**AUFGABENSTELLUNG:** Wie lang sind laut dem Eröffnungsbeitrag des Forumsthreads über Mountainbiker aus dem Raum Kronach die Cross-Country-Touren, die dort gefahren werden?

# Mountainbiker aus dem Raum Kronach gesucht



## Kronach (13. Januar 2013)

Hallo an Alle.
Ich, 29, suche Biker aus dem Raum Kronach für Touren am Wochenende / Feierabend in der Umgebung.

Fahre selbst seit Jahren Mountainbike - Singletrails, Cross Country-Touren zwischen 30 und 80 KM. Leider fährt aus meinem Bekanntenkreis fast keiner MTB. Könnte mir auch mal Wochenendtrips mit Tagesetappen vorstellen in den Alpen / Schwarzwald / Fichtelgebirge / Rennsteig etc.

Wer Lust hat sich zu treffen, einfach mal melden. Das Leistungsniveau spielt keine Rolle. 
Würde mich auf Antwort freuen.
Wohne übrigens in KC


----------



## Kronach (13. Januar 2013)

.


----------



## MTB-News.de




----------



## geländesportler (3. Februar 2013)

Sorry, bin aus Ku. Aber hier war mal ein tread wo noch a paar Leute aus dem Frankenwald und Umgebung vertreten waren. Kann diesen leider nimmer finden. WE touren gehen bestimmt mal.


----------



## kudo (20. Februar 2013)

Servus, komme auch aus dem KUraum, hab das gleiche Problmem. Würde mich freuen wenn mal was geht.
Gruß  Udo


----------



## geländesportler (20. Februar 2013)

OK eventuell gehe ich am We  mal biken. kommt aber auf die Schneelage drauf an. Kann aber nochmal schreiben.


----------



## kudo (21. Februar 2013)

Bin am WE anderweitig unterwegs.  Aber wenn die weiße Sche... weg ist geht bestimmt mal was.


----------



## HauDraufWieNix (12. März 2013)

der Frankenwald Fred ist der hier:

Frankenfred

schreib doch mal den schu2000 an, der kommt aus der KC Ecke.
Wir sind schon öfter mal rund um KC/Steinwiesen/Wallenfels unterwegs.


----------

**DATENBLOCK:**
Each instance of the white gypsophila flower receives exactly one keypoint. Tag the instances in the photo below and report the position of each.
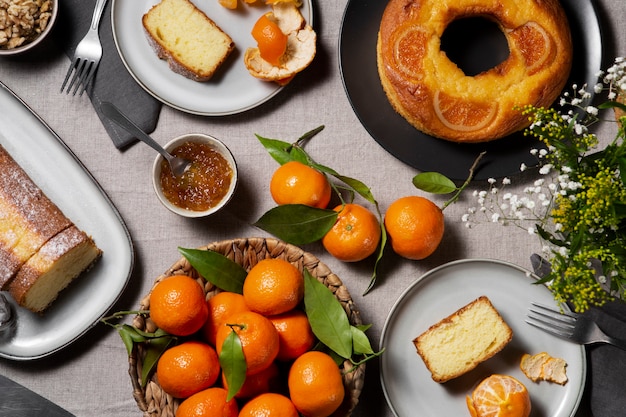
(544, 170)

**VOLLSTÄNDIGE LÖSUNG:** Sie sind zwischen 30 und 80 Kilometer lang.